EXERCISE INSTRUCTIONS: Reproduce the data below, substituting "mesh" for every occurrence of "net" and leaving everything else unchanged.

** Start DATA **

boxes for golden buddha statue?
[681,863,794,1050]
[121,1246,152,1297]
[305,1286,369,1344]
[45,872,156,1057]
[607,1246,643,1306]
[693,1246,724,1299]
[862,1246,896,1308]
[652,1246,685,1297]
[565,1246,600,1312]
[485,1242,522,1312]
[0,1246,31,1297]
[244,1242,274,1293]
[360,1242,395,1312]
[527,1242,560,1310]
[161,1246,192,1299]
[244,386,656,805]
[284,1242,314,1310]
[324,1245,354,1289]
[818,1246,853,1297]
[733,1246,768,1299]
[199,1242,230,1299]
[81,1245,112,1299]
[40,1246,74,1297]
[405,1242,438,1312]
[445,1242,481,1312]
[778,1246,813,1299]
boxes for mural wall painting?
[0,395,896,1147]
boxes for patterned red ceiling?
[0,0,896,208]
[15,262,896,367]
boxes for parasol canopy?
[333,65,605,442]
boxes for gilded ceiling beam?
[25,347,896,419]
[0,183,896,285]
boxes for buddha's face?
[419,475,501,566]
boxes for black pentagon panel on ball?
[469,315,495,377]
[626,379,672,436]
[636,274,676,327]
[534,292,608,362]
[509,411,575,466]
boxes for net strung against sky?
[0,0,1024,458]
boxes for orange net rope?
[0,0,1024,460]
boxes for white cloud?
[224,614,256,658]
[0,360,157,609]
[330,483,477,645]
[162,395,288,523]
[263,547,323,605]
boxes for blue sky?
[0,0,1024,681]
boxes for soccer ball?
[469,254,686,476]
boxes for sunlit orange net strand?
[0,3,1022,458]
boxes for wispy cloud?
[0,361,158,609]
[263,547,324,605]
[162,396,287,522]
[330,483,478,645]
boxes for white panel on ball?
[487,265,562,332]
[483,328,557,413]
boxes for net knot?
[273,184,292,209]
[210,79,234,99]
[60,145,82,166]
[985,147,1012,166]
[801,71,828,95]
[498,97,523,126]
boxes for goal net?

** End DATA **

RESULT BELOW:
boxes for golden buddha statue?
[681,863,794,1050]
[121,1246,152,1297]
[305,1286,369,1344]
[45,872,156,1057]
[607,1246,643,1306]
[693,1246,724,1299]
[862,1246,896,1308]
[652,1246,685,1297]
[565,1246,600,1312]
[485,1242,522,1312]
[0,1246,31,1297]
[244,1242,274,1293]
[360,1242,395,1312]
[527,1242,560,1310]
[161,1246,192,1299]
[244,386,656,805]
[284,1242,314,1310]
[324,1245,354,1289]
[818,1246,853,1297]
[733,1246,768,1299]
[199,1242,230,1299]
[81,1245,112,1299]
[40,1246,74,1297]
[405,1242,438,1312]
[445,1242,481,1312]
[778,1246,813,1299]
boxes for mural wall painting?
[0,395,896,1147]
boxes for patterned red ceiling?
[0,0,896,208]
[15,262,896,367]
boxes for parasol canopy?
[333,65,605,442]
boxes for gilded ceiling beam?
[25,347,896,419]
[0,183,896,285]
boxes for buddha's face?
[419,475,501,566]
boxes for black pentagon panel on ball?
[469,315,495,377]
[626,379,672,436]
[636,274,676,327]
[534,292,608,362]
[509,411,575,466]
boxes for mesh strung against sky?
[0,0,1024,458]
boxes for orange mesh rope?
[0,0,1024,460]
boxes for white cloud?
[224,614,256,658]
[0,360,157,609]
[330,483,477,645]
[162,395,288,523]
[263,547,323,605]
boxes for blue sky?
[0,0,1024,681]
boxes for soccer ball?
[469,254,686,476]
boxes for sunlit orange mesh strand?
[0,3,1022,458]
boxes for wispy cloud?
[0,361,158,609]
[263,547,324,605]
[162,396,287,522]
[330,483,478,645]
boxes for white panel on ball?
[487,265,562,332]
[483,328,557,413]
boxes for mesh knot?
[273,184,292,209]
[210,79,234,99]
[60,145,82,166]
[985,147,1012,166]
[801,71,828,95]
[498,97,523,126]
boxes for goal mesh?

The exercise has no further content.